## REQUIRED WORK
Turn every line of the data below into a numbered list, omitting any blank lines.
──────── RECORDS SHOWN ────────
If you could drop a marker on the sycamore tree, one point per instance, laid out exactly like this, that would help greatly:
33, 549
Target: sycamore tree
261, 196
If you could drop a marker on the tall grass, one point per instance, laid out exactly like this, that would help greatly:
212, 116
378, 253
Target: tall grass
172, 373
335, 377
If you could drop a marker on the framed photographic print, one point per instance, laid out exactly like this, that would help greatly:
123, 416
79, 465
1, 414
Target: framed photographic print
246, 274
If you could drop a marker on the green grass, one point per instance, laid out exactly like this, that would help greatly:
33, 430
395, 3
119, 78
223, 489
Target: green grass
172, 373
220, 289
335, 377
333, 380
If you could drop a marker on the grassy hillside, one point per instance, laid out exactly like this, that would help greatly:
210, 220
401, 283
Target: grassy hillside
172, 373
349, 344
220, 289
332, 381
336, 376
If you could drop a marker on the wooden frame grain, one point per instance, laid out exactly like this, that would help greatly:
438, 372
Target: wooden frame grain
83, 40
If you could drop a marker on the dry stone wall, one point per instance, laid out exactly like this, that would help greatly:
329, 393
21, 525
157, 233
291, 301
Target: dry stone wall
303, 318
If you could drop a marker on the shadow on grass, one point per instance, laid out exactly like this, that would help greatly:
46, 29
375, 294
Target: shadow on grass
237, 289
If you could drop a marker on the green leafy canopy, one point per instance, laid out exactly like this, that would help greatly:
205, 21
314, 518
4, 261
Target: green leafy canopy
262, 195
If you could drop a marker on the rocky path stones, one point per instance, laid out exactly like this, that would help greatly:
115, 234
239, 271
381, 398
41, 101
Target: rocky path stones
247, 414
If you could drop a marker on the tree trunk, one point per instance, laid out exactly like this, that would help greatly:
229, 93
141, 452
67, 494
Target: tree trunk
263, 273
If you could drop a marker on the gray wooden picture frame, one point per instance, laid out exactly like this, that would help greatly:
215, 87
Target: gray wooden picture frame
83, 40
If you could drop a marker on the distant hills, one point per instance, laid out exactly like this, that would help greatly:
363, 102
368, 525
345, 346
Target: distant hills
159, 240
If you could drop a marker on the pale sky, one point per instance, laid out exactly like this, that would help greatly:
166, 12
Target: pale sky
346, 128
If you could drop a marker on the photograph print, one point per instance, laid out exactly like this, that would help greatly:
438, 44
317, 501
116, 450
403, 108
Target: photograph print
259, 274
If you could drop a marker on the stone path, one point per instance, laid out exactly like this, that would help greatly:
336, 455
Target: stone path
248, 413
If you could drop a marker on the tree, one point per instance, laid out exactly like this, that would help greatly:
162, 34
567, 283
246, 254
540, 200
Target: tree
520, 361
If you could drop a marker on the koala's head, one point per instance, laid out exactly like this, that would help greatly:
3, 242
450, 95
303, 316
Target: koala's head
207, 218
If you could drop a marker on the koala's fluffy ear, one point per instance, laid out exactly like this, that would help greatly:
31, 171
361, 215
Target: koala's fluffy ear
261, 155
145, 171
────────
## TASK SOLUTION
1. If you could drop a marker on the sycamore tree, one point per instance, laid out exactly like this, that would help greatly:
2. 33, 549
3. Target: sycamore tree
4. 261, 196
5. If you could drop a marker on the tall grass, one point per instance, laid out exactly like this, that would help greatly:
6. 212, 116
7. 378, 253
8. Target: tall grass
9. 172, 373
10. 335, 377
11. If you could drop a marker on the framed photographic print, one point per instance, laid out exactly like this, that would help greatly:
12. 123, 416
13. 79, 465
14. 1, 414
15. Target: framed photographic print
16. 246, 274
17. If you could drop a marker on the green grass, one point per instance, laid out exactly like this, that would help greatly:
18. 33, 430
19. 395, 3
20. 119, 78
21. 223, 489
22. Target: green grass
23. 172, 373
24. 220, 289
25. 335, 377
26. 333, 380
27. If you could drop a marker on the grassy hillside, one point per instance, laid out exactly like this, that would help greatly:
28. 210, 220
29. 401, 283
30. Target: grassy hillside
31. 172, 373
32. 349, 344
33. 220, 289
34. 332, 381
35. 336, 376
36. If you could drop a marker on the wooden frame grain, one point per instance, laid out exactly like this, that would help greatly:
37. 438, 372
38. Target: wooden frame grain
39. 83, 40
40. If you could drop a marker on the dry stone wall, one point per instance, laid out exactly like this, that would help greatly:
41. 329, 393
42. 21, 525
43. 157, 233
44. 291, 301
45. Target: dry stone wall
46. 303, 318
47. If you could drop a marker on the shadow on grass, one point per instance, laid out exactly like this, that would help greatly:
48. 46, 29
49. 375, 294
50. Target: shadow on grass
51. 237, 289
52. If you could drop a marker on the green leafy canopy, one point per instance, laid out exactly like this, that would help greatly:
53. 205, 21
54. 314, 518
55. 4, 261
56. Target: green leafy canopy
57. 262, 195
58. If you could drop a marker on the rocky path stones, one point per instance, laid out exactly like this, that would help greatly:
59. 115, 234
60. 239, 271
61. 381, 398
62. 41, 101
63. Target: rocky path stones
64. 247, 414
65. If you could drop a marker on the tree trunk, one point per instance, laid out exactly like this, that would help greatly:
66. 229, 93
67. 141, 452
68. 67, 494
69. Target: tree trunk
70. 263, 273
71. If you could drop a marker on the gray wooden picture frame, one point per instance, laid out exactly like this, that would help greatly:
72. 215, 87
73. Target: gray wooden picture frame
74. 83, 40
75. If you could drop a marker on the distant hills, one point per instance, laid out exactly like this, that would help greatly:
76. 363, 102
77. 368, 525
78. 345, 346
79. Target: distant hills
80. 159, 240
81. If you could drop a marker on the pale sky, one point per instance, laid out exactly like this, that would help greatly:
82. 166, 12
83. Target: pale sky
84. 346, 128
85. If you could drop a marker on the photograph print, one point per instance, laid out exactly like this, that would help greatly:
86. 438, 44
87. 317, 501
88. 116, 450
89. 403, 108
90. Target: photograph print
91. 259, 274
92. If you could drop a marker on the stone path, one point per instance, laid out exactly like this, that would help greatly:
93. 336, 455
94. Target: stone path
95. 248, 413
96. If you could drop a marker on the tree, one point per instance, laid out exactly like this, that would help greatly:
97. 162, 34
98. 567, 283
99. 246, 254
100. 540, 200
101. Target: tree
102. 520, 361
103. If you could drop a marker on the koala's head, one point per instance, laid out exactly like this, that would help greatly:
104. 3, 242
105. 450, 95
106. 303, 316
107. Target: koala's head
108. 207, 218
109. If you could drop a marker on the koala's fluffy ear, one point per instance, laid out exactly like this, that would help greatly:
110. 31, 171
111. 361, 215
112. Target: koala's fluffy ear
113. 261, 155
114. 145, 171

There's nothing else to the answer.